_GIVEN REQUEST_
Return, word for word, the lines in the entries below, starting at the line that contains "In this exercise you will locate the white" and ending at the line that contains "49), (121, 86)]", with both of those lines included.

(Dataset records)
#####

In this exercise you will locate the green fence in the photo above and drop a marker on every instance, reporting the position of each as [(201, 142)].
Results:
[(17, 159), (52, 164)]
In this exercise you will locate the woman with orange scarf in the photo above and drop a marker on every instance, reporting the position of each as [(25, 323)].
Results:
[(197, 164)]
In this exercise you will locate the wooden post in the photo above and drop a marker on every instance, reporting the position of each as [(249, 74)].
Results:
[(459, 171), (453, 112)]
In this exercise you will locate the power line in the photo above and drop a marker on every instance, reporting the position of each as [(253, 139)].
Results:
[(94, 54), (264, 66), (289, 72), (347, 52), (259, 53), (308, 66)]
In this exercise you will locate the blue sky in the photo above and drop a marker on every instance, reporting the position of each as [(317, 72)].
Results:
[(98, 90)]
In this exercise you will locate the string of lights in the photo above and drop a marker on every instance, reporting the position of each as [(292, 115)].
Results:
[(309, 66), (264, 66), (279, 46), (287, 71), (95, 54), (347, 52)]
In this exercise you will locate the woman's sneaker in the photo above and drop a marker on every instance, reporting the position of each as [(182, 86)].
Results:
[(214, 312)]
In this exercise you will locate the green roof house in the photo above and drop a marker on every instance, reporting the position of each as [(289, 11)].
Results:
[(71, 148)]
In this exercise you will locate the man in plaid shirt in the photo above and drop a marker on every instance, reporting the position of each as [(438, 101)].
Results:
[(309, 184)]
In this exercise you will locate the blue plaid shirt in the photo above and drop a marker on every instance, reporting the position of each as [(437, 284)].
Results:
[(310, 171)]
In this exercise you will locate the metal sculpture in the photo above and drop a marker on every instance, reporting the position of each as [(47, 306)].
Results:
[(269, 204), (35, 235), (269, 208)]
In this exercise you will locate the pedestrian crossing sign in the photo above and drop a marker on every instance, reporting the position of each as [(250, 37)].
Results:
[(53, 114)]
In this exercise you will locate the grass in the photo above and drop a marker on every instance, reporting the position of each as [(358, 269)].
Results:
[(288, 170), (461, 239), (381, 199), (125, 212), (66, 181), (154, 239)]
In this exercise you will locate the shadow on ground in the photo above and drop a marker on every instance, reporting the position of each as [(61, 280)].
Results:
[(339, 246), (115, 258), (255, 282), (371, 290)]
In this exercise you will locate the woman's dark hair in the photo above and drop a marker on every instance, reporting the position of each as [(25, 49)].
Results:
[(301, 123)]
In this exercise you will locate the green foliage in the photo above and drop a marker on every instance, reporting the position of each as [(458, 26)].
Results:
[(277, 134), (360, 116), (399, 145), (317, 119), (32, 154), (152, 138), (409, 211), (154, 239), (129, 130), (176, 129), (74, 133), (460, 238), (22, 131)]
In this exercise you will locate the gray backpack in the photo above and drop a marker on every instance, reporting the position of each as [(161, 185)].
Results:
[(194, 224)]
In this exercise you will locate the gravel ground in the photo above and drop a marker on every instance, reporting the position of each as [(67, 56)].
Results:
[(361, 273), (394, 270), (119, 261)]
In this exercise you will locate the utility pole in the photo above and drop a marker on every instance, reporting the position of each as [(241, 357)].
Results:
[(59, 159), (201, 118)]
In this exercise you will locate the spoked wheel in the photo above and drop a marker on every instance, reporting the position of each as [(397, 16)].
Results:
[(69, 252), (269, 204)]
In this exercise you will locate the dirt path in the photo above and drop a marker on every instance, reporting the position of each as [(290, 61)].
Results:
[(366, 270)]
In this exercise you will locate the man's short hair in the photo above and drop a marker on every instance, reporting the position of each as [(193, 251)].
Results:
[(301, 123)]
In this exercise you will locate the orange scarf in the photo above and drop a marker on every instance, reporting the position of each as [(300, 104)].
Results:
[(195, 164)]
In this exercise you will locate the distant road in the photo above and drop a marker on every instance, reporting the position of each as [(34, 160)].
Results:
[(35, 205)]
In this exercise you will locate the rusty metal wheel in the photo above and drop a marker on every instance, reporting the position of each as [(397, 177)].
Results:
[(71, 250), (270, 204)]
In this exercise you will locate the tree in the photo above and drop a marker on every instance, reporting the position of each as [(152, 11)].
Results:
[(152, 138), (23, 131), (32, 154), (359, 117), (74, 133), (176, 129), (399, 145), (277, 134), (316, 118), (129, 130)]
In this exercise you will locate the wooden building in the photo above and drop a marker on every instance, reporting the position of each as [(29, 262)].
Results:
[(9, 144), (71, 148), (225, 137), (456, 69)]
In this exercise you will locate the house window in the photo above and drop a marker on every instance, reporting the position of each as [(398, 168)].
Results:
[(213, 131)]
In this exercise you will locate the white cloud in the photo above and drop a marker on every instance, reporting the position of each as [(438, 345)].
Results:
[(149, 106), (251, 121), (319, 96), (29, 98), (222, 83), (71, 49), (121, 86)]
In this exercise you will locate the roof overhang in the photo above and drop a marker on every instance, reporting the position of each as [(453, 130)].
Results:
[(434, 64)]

#####

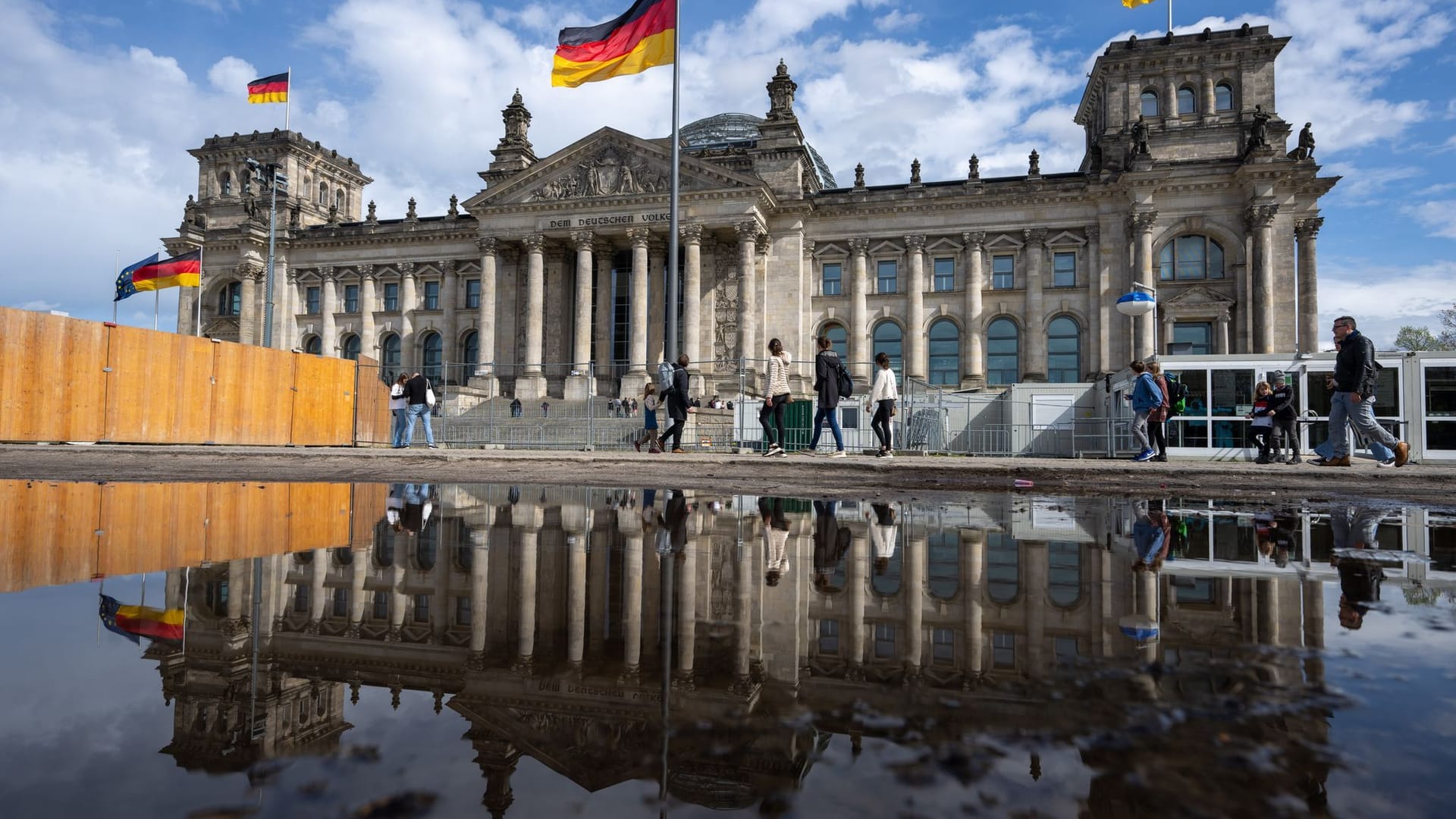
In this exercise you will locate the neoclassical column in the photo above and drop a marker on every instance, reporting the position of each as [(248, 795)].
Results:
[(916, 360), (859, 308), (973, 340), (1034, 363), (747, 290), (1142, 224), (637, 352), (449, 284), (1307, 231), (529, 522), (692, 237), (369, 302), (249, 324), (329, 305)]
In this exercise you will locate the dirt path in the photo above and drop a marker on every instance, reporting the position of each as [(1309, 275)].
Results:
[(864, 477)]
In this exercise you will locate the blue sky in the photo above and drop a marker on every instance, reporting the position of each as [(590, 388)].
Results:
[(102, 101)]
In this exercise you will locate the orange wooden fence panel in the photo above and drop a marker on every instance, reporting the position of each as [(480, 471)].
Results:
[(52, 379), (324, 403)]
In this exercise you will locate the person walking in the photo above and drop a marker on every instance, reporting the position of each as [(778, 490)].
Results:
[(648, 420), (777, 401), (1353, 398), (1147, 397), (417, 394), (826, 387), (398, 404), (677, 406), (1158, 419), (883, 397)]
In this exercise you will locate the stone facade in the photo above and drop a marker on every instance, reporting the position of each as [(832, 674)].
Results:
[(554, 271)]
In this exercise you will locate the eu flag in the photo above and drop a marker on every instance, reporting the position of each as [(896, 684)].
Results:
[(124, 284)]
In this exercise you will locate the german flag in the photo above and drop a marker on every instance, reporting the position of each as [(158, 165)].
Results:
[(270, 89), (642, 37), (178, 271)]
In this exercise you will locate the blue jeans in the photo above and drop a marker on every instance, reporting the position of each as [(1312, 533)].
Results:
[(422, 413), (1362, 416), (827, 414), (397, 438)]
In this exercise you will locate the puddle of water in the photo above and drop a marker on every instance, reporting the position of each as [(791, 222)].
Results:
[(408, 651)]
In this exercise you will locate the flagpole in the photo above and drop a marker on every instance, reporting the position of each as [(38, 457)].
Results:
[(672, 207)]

#####

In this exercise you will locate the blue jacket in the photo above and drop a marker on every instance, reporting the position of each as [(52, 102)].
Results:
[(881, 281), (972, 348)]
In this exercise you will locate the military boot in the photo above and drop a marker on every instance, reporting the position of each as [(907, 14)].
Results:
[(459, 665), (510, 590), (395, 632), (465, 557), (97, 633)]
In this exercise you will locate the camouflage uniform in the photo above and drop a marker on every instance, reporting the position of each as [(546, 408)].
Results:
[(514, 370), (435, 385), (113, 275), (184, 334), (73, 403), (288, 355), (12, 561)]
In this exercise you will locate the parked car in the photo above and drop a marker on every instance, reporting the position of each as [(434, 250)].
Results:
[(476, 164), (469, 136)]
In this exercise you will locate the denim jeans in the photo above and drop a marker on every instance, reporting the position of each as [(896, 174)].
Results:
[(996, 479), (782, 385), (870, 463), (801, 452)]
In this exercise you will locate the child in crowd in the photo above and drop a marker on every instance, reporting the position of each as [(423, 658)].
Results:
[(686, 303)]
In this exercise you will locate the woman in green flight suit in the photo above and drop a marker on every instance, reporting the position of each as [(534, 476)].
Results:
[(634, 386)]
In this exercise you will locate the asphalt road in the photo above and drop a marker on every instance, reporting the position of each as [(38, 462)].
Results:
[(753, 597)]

#####

_THE REPLY_
In this exercise you will locate the white cloud in the photo above and drop a marker on every instance, reporting the position of each as [(438, 345)].
Results:
[(149, 106), (251, 121), (319, 96), (29, 98), (222, 83), (71, 49), (121, 86)]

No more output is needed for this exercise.